Provided entries >>

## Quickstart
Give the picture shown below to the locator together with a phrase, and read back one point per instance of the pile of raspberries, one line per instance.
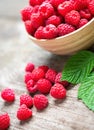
(39, 81)
(48, 19)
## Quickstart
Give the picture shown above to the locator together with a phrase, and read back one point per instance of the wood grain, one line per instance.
(16, 50)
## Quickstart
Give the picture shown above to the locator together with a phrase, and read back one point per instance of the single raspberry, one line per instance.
(39, 33)
(73, 17)
(29, 67)
(55, 20)
(55, 3)
(44, 85)
(58, 91)
(85, 14)
(27, 77)
(37, 20)
(35, 2)
(40, 101)
(26, 13)
(29, 27)
(82, 22)
(50, 75)
(65, 7)
(80, 4)
(64, 29)
(24, 113)
(31, 86)
(44, 68)
(46, 9)
(50, 31)
(8, 95)
(58, 80)
(27, 100)
(4, 121)
(91, 7)
(37, 74)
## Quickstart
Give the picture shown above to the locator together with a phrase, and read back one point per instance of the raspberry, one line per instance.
(29, 67)
(26, 13)
(91, 7)
(27, 100)
(44, 86)
(44, 68)
(39, 33)
(4, 121)
(27, 77)
(85, 14)
(40, 101)
(50, 75)
(37, 20)
(58, 80)
(24, 113)
(35, 2)
(31, 86)
(58, 91)
(80, 4)
(65, 7)
(46, 9)
(73, 17)
(64, 29)
(29, 27)
(37, 74)
(50, 31)
(8, 95)
(55, 20)
(82, 22)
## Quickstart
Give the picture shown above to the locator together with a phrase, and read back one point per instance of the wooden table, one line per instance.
(16, 50)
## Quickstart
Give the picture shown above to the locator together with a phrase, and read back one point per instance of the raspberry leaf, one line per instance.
(78, 67)
(86, 91)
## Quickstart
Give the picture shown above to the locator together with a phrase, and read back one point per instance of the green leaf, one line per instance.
(86, 91)
(78, 67)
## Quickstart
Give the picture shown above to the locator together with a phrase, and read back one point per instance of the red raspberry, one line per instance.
(8, 95)
(35, 2)
(37, 74)
(65, 7)
(58, 91)
(50, 31)
(73, 17)
(44, 68)
(46, 9)
(80, 4)
(55, 3)
(82, 22)
(64, 29)
(37, 20)
(27, 100)
(44, 86)
(40, 101)
(58, 80)
(39, 33)
(27, 77)
(55, 20)
(29, 67)
(91, 7)
(50, 75)
(24, 113)
(29, 27)
(26, 13)
(4, 121)
(85, 14)
(31, 86)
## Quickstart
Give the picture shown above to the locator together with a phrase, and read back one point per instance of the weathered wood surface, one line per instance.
(16, 50)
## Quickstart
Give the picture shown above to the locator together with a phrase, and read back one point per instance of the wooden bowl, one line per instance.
(80, 39)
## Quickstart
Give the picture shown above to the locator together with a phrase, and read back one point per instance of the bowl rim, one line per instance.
(79, 29)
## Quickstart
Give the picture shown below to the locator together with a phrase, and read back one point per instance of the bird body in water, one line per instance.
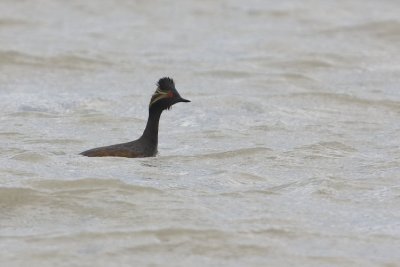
(163, 98)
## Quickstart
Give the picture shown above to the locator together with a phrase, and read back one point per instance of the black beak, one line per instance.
(180, 99)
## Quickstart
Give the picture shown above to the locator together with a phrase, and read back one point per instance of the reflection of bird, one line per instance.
(164, 97)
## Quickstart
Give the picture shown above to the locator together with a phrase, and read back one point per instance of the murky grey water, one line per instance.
(288, 154)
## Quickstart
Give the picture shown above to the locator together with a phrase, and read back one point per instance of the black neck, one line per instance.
(151, 131)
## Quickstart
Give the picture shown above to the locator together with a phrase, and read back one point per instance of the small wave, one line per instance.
(236, 153)
(93, 184)
(351, 99)
(326, 150)
(12, 196)
(389, 29)
(30, 157)
(61, 61)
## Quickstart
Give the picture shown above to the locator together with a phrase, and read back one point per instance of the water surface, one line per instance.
(287, 155)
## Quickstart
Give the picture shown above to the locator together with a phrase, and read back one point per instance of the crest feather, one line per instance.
(166, 83)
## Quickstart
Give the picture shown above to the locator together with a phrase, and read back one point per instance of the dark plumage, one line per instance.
(163, 98)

Exercise goal >> Tally how many lines in the records include the word "leaf". Reply with that number alone.

Solution to the problem >> 2